Aim of the exercise: Find the line with "white arm sleeve -> box" and the line with "crowd of spectators -> box" in the entries below; output exactly those two lines, every line between them, and no others.

[Data entries]

- Opening Delimiter -

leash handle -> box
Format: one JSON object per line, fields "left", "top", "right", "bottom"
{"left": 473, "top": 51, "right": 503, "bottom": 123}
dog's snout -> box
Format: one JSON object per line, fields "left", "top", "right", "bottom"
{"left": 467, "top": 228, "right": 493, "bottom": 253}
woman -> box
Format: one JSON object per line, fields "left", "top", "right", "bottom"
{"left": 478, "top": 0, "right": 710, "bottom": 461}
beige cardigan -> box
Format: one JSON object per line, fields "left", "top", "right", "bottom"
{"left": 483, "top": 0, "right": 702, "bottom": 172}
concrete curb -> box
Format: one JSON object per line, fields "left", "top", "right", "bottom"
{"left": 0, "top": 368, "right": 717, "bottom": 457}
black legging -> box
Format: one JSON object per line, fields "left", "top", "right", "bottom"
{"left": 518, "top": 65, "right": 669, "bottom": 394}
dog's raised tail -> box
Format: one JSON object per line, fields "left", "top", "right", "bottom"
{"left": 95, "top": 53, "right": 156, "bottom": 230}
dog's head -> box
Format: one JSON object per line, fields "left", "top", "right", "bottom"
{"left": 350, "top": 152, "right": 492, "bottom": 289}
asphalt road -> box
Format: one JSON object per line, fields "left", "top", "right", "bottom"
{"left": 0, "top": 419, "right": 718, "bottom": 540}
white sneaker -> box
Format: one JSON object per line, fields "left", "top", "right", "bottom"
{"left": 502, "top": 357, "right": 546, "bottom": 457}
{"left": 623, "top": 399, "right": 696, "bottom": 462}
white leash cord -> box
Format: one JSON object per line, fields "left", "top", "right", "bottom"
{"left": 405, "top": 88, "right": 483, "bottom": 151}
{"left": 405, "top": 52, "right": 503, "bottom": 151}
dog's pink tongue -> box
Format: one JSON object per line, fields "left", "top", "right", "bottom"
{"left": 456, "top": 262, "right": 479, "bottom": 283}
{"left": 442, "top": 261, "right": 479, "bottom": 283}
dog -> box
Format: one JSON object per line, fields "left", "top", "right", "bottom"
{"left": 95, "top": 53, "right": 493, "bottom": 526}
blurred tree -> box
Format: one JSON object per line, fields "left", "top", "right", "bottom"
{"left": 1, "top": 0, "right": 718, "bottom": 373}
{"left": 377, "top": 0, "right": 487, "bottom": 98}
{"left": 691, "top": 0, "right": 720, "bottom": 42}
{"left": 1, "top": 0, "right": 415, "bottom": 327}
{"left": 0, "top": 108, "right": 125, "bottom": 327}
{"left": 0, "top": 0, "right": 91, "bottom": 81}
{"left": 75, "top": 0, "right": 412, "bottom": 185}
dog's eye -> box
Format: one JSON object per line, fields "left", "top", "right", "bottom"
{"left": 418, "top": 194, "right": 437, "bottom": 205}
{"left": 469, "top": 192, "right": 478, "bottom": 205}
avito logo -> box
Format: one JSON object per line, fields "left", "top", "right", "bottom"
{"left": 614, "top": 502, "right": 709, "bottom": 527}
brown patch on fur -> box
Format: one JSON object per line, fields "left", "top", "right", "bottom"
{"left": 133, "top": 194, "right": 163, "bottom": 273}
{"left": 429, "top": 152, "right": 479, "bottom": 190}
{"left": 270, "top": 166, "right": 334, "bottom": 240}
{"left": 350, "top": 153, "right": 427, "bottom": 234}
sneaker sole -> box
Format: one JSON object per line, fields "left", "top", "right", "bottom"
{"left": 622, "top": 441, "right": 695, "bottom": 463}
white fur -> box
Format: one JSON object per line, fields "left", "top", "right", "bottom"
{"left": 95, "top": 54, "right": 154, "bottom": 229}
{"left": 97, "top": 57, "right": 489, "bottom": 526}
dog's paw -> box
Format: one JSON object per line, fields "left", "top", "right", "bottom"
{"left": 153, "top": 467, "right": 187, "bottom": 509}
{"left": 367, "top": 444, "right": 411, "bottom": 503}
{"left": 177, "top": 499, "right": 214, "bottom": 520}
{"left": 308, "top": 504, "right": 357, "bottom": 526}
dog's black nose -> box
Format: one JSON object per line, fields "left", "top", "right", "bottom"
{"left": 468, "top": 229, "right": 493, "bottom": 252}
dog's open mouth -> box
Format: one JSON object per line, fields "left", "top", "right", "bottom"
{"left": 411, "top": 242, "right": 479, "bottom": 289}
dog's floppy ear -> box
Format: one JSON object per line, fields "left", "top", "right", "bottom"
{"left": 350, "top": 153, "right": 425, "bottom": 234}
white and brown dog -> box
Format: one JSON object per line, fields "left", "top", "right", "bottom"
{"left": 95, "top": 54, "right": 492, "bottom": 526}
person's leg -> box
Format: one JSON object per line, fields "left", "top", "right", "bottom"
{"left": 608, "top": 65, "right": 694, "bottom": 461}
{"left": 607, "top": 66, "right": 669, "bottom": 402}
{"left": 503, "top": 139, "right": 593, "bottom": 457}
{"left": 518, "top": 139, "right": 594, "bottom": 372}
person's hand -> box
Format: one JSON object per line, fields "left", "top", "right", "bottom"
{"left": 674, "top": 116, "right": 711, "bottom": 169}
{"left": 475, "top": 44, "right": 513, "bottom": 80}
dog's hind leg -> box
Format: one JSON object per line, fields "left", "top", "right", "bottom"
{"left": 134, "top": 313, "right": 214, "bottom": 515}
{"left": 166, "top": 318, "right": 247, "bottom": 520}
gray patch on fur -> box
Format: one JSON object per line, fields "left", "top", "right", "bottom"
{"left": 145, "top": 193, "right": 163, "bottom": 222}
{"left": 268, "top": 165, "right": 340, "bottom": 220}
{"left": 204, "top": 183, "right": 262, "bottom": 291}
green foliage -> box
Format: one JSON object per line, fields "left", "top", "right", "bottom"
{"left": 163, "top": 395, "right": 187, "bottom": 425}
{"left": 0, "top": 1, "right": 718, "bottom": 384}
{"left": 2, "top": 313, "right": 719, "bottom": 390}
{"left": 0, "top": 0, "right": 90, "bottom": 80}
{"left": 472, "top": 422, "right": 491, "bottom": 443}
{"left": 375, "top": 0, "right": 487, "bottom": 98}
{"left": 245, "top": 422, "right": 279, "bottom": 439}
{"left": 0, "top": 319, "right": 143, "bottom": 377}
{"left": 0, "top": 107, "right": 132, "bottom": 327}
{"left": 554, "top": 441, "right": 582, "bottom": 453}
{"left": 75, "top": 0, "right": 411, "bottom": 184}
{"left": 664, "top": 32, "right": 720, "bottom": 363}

- Closing Delimiter -
- Opening Delimiter -

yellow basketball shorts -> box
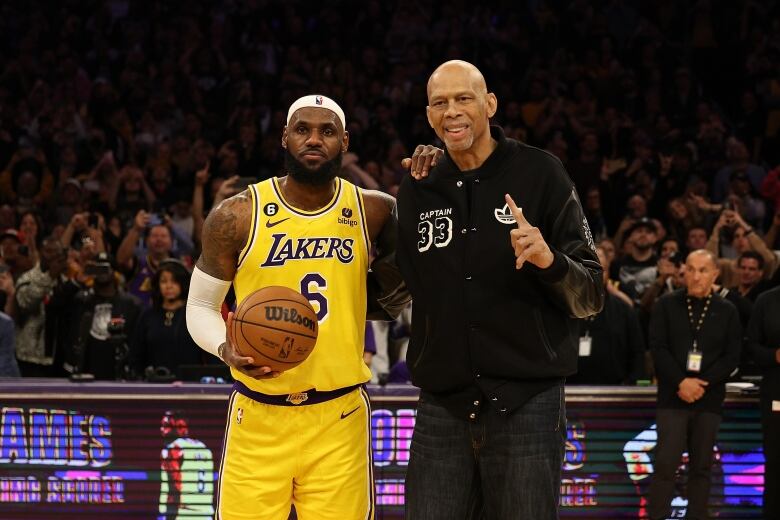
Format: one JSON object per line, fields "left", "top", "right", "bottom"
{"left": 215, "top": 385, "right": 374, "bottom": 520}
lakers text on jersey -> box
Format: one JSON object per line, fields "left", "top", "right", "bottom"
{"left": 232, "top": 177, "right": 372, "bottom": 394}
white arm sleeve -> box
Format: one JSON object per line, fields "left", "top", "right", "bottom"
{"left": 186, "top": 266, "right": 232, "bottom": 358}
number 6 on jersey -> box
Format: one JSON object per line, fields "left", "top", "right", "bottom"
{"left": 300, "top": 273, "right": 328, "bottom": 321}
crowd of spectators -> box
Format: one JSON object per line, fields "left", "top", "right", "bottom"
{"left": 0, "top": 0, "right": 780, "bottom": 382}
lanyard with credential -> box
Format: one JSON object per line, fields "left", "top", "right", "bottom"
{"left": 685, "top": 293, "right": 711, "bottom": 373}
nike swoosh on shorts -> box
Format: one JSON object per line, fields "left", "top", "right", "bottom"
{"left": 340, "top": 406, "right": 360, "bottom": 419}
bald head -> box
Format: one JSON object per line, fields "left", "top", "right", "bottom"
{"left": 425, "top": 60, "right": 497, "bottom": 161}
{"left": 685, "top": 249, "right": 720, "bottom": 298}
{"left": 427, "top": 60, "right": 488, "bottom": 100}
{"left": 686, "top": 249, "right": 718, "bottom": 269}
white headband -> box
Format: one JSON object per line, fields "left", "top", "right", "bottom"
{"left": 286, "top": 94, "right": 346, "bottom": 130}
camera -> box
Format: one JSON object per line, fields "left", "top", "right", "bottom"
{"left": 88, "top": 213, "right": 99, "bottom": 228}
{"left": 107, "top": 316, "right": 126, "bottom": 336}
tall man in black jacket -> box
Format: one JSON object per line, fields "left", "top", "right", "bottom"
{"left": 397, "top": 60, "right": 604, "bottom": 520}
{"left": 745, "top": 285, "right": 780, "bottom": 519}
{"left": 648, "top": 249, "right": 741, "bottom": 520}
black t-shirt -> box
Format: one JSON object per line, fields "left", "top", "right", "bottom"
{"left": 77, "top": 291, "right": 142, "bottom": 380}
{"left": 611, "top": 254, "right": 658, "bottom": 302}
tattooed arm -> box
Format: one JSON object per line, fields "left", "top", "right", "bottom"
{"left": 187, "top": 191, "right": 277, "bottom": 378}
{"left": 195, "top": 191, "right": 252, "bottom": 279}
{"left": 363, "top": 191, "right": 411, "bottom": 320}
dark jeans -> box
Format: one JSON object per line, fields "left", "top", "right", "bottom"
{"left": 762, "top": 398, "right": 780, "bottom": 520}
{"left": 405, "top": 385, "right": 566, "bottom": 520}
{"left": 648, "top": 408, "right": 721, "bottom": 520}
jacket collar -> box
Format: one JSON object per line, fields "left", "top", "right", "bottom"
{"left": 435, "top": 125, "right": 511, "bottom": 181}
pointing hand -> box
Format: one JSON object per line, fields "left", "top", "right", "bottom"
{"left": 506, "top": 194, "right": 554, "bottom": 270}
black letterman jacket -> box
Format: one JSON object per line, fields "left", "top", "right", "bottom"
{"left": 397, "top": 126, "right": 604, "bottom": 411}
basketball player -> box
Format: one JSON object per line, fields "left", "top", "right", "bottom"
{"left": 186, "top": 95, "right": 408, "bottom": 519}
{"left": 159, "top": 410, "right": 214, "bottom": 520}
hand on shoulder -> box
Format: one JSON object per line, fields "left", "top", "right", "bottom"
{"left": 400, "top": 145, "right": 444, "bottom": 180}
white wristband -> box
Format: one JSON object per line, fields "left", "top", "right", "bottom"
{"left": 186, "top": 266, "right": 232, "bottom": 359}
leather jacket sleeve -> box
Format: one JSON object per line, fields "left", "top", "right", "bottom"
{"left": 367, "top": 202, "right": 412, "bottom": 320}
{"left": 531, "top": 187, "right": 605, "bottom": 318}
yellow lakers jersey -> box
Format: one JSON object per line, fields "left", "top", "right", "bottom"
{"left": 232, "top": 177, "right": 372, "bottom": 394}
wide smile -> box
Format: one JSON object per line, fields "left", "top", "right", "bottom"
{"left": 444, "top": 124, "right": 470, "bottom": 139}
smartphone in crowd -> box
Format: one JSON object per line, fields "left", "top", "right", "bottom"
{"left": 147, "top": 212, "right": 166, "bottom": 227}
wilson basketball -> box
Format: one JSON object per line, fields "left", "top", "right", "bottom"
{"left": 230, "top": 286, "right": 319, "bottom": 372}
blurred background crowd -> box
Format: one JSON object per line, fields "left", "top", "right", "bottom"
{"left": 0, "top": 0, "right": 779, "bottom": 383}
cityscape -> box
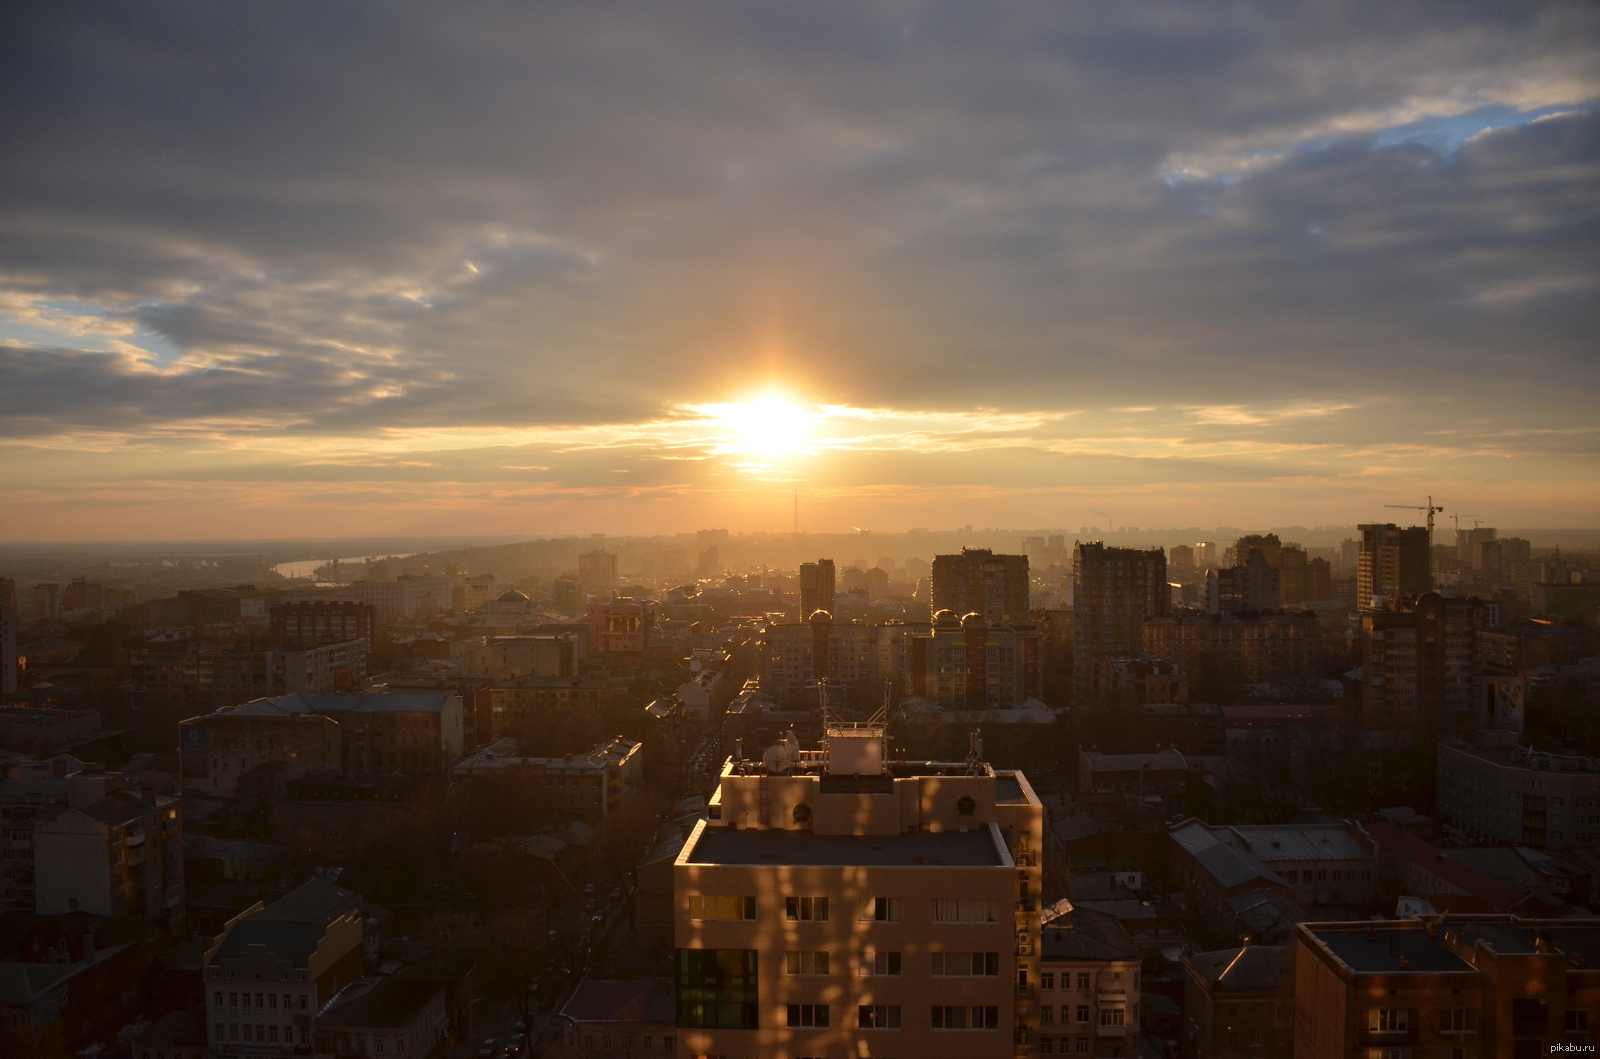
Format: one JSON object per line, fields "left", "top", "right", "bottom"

- Closing Delimiter -

Written answer:
white arm sleeve -> box
Format: one JSON object per line, fields "left", "top", "right", "bottom"
{"left": 186, "top": 266, "right": 232, "bottom": 358}
number 6 on jersey -> box
Format: one JSON object per line, fields "left", "top", "right", "bottom"
{"left": 300, "top": 273, "right": 328, "bottom": 321}
crowd of spectators -> box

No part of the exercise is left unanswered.